| OBJECTIVE |
Rewrite every one of the records below as a Markdown table with the columns "Row" and "Record," one line per row with its row number, and leave out blank lines.

| DATA FOR THIS EXERCISE |
***

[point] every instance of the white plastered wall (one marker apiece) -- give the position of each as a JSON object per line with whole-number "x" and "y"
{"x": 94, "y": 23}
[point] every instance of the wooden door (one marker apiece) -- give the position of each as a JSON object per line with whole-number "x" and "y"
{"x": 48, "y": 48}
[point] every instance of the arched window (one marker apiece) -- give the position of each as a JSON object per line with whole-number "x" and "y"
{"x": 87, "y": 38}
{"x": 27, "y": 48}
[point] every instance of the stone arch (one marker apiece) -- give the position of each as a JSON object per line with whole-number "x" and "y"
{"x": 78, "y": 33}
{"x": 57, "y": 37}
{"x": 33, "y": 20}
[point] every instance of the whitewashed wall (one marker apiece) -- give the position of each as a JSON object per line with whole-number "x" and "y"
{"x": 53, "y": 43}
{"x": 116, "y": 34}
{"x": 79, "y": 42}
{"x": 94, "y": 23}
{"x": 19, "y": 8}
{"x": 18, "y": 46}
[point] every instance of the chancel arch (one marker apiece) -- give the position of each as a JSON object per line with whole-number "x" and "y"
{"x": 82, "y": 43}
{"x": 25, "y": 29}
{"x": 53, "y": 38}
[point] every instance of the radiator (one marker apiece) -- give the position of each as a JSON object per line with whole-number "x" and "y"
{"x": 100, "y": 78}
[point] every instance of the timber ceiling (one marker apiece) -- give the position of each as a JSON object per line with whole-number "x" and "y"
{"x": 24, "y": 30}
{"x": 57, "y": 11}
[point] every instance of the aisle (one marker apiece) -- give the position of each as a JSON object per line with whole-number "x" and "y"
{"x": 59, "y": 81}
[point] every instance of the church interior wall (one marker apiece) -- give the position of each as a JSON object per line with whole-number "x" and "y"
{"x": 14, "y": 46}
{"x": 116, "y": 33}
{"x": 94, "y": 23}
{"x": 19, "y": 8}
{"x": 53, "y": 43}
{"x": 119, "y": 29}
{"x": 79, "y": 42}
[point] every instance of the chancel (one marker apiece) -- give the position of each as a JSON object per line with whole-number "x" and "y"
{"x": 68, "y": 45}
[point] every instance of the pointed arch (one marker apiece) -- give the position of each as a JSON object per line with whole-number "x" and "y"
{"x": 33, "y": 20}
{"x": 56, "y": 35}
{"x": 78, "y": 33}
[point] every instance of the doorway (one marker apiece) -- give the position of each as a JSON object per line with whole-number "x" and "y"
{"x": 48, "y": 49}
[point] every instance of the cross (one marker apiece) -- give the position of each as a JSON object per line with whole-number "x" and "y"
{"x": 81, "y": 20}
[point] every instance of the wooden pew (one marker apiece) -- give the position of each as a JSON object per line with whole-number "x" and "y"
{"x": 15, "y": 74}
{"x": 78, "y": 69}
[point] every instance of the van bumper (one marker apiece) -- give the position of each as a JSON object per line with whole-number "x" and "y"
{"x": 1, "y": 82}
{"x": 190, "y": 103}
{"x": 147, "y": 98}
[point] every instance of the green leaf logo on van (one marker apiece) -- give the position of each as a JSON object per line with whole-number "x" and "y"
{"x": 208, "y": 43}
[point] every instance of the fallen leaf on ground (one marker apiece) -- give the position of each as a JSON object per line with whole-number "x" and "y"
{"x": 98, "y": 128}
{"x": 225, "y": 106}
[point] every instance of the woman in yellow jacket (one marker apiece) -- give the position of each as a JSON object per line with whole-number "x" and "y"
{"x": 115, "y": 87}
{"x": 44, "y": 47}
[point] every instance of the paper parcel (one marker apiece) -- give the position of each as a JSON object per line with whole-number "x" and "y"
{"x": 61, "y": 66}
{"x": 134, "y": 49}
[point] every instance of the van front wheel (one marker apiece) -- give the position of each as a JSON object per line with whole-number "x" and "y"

***

| RESULT BELOW |
| Row | Record |
|---|---|
| 1 | [point] every instance of the white plastered wall (one marker apiece) -- give the position of each as a JSON object per line with whole-number "x" and "y" |
| 2 | {"x": 94, "y": 23} |
| 3 | [point] every instance of the wooden door (one marker apiece) -- give the position of each as a JSON object per line with whole-number "x" and "y" |
| 4 | {"x": 48, "y": 48} |
| 5 | [point] every instance of the arched window (one marker apiece) -- give the position of each as a JSON object per line with whole-number "x" and "y" |
| 6 | {"x": 87, "y": 38} |
| 7 | {"x": 27, "y": 48} |
| 8 | [point] every instance of the stone arch (one marker apiece) -- give the position of each as a JSON object per line with whole-number "x" and "y" |
| 9 | {"x": 78, "y": 33} |
| 10 | {"x": 57, "y": 37} |
| 11 | {"x": 33, "y": 20} |
| 12 | [point] every instance of the whitewashed wall (one marker apiece) -- give the position of each as a JSON object per line with whole-number "x" and "y" |
| 13 | {"x": 53, "y": 43} |
| 14 | {"x": 116, "y": 34} |
| 15 | {"x": 79, "y": 42} |
| 16 | {"x": 94, "y": 23} |
| 17 | {"x": 19, "y": 8} |
| 18 | {"x": 18, "y": 46} |
| 19 | [point] every instance of the chancel arch (one marker apiece) -- give the position of each as a JSON object per line with whole-number "x" and "y" |
| 20 | {"x": 82, "y": 43} |
| 21 | {"x": 25, "y": 29} |
| 22 | {"x": 53, "y": 38} |
| 23 | [point] every instance of the radiator (one marker apiece) -- give the position of each as a JSON object per line with whole-number "x" and "y" |
| 24 | {"x": 100, "y": 78} |
| 25 | [point] every instance of the timber ceiling (one marker apiece) -- give the position of each as a JSON object per line with whole-number "x" and "y" |
| 26 | {"x": 24, "y": 30} |
| 27 | {"x": 57, "y": 11} |
| 28 | [point] every instance of the aisle (one marker apiece) -- give the position of each as a JSON object per line with whole-number "x" and "y" |
| 29 | {"x": 59, "y": 81} |
| 30 | [point] every instance of the church interior wall (one marker apiece) -- give the position of each as a JSON object per line with whole-number "x" and "y" |
| 31 | {"x": 14, "y": 46} |
| 32 | {"x": 116, "y": 33} |
| 33 | {"x": 94, "y": 23} |
| 34 | {"x": 19, "y": 8} |
| 35 | {"x": 53, "y": 43} |
| 36 | {"x": 119, "y": 29} |
| 37 | {"x": 79, "y": 42} |
| 38 | [point] every instance of the chancel (one marker apiece) -- give the position of each as a JSON object per line with whole-number "x" and "y" |
| 39 | {"x": 68, "y": 45} |
| 40 | [point] every instance of the pointed arch (one marker apiece) -- give the position of each as a JSON object per line with whole-number "x" and "y" |
| 41 | {"x": 33, "y": 20} |
| 42 | {"x": 56, "y": 35} |
| 43 | {"x": 78, "y": 33} |
| 44 | [point] every instance of the doorway (one marker apiece) -- give the position of each as a JSON object per line with whole-number "x" and "y" |
| 45 | {"x": 48, "y": 49} |
| 46 | [point] every instance of the cross (one marker apiece) -- give the position of each as a JSON object per line with whole-number "x" and "y" |
| 47 | {"x": 81, "y": 20} |
| 48 | [point] every instance of the wooden pew (one marker apiece) -- give the position of each as a JSON object per line with whole-number "x" and "y" |
| 49 | {"x": 15, "y": 74} |
| 50 | {"x": 78, "y": 69} |
| 51 | [point] every instance of the van bumper (one marker apiece) -- give the position of each as a JSON object per line with whole-number "x" and "y" |
| 52 | {"x": 1, "y": 82} |
| 53 | {"x": 190, "y": 103} |
| 54 | {"x": 147, "y": 98} |
| 55 | [point] every instance of the green leaf logo on van (one marker apiece) -- give the position of each as a JSON object per line with whole-number "x" and "y" |
| 56 | {"x": 208, "y": 43} |
| 57 | [point] every instance of the fallen leaf on ground (one marker apiece) -- give the position of each as a JSON object per line with whole-number "x" and "y" |
| 58 | {"x": 98, "y": 128} |
| 59 | {"x": 225, "y": 106} |
| 60 | [point] every instance of the woman in yellow jacket (one marker apiece) -- give the position of each as a JSON object per line with whole-number "x" and "y" |
| 61 | {"x": 115, "y": 87} |
| 62 | {"x": 44, "y": 47} |
| 63 | [point] every instance of the paper parcel (one marker apiece) -- give the position of each as a JSON object per line with whole-number "x" and "y" |
| 64 | {"x": 61, "y": 66} |
| 65 | {"x": 134, "y": 49} |
| 66 | [point] every instance of the van front wheel (one marker apiece) -- give the position of each as a JSON object per line with whole-number "x" and "y" |